=== Begin Enclosure ===
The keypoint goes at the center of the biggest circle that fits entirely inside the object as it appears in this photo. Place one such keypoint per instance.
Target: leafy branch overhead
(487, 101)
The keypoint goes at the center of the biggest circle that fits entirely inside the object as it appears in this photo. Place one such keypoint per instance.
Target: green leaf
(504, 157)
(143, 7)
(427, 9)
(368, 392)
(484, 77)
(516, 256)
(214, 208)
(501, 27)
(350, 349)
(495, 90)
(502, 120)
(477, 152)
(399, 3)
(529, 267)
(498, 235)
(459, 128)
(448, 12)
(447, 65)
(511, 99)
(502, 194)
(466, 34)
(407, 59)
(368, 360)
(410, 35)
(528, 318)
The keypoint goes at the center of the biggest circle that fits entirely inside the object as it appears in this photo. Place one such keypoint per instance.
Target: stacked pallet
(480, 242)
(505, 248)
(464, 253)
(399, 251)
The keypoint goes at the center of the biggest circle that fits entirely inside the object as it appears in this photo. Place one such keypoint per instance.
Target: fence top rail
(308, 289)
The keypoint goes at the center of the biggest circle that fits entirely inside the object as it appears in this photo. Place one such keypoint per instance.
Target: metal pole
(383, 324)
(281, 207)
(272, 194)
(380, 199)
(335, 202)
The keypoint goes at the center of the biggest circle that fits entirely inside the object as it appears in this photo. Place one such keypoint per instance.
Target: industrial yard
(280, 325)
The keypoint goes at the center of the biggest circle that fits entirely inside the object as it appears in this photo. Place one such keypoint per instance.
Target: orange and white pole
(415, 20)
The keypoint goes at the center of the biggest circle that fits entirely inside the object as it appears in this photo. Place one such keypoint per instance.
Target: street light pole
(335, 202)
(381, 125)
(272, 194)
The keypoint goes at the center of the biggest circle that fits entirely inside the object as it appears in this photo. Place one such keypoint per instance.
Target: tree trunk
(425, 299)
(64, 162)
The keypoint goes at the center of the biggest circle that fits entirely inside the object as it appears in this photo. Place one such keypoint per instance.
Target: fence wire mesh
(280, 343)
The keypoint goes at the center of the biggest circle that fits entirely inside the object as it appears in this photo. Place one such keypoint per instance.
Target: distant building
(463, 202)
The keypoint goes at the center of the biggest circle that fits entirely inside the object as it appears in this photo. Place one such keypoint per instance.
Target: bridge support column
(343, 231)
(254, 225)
=== End Enclosure ===
-- EXERCISE --
An exact, complete copy of the data is the only acceptable answer.

-- EXERCISE OUTPUT --
The keypoint goes at the center of the biggest circle that fits entirely inside the object as it appears in this photo. Place one such keypoint per instance.
Target: leafy branch overhead
(487, 101)
The keypoint goes at the center of the biggest circle that fits entirely inside the object as it appears in this photo. Place one such keypoint per instance.
Target: green leaf
(504, 157)
(143, 7)
(427, 9)
(368, 392)
(484, 77)
(516, 256)
(214, 208)
(501, 27)
(350, 349)
(495, 90)
(502, 120)
(477, 152)
(399, 3)
(529, 267)
(498, 235)
(459, 128)
(448, 12)
(447, 65)
(511, 99)
(502, 194)
(466, 34)
(407, 59)
(368, 360)
(410, 35)
(528, 318)
The keypoint goes at the center of the biggest circle that fits entirely inside the object as it appears in this photo. Place one such keypoint per instance.
Target: stacked pallet
(480, 242)
(505, 248)
(464, 253)
(399, 251)
The keypoint goes at the center of the biggest circle that fits entirely inside the object as it appears in this photo. Place one such keypoint per instance.
Target: fence top rail
(308, 289)
The keypoint goes at the center of the biggest circle that fits entirely inside the object as it appears in this photo. Place one such keypoint per instance.
Target: metal pole
(383, 324)
(281, 207)
(272, 194)
(380, 199)
(335, 202)
The keypoint goes at the center of the biggest circle that fits entirely inside the object as it appears in this photo. Place one such keypoint per instance.
Target: industrial yard
(280, 325)
The keypoint goes at the center of the biggest circle that fits entirely inside the object as it appears in this photo. Place one such keypoint per instance.
Target: orange and white pole
(415, 20)
The keypoint goes at the center of the biggest circle that fits entirely inside the object as it appears in this photo. Place one such keypoint per instance.
Target: street light pole
(335, 202)
(381, 125)
(272, 194)
The keypoint goes at the center of the biggest circle that fits entirely inside the object as it appears in this photo. Place one such keypoint per instance.
Target: tree trunk
(425, 299)
(64, 162)
The keypoint goes at the center of the biggest circle that fits entirely inside the object as it appears in this photo. Place one such keypoint per instance.
Target: fence wire mesh
(280, 343)
The keypoint goes at the center of the biggest circle that fits entirely inside the object as it appears in this photo. Place one such keypoint per instance.
Target: distant building
(463, 202)
The keypoint goes at the center of the biggest circle that fits entirely inside the object as it appears in this photo. Place one such keypoint per instance.
Target: bridge support column
(343, 231)
(254, 225)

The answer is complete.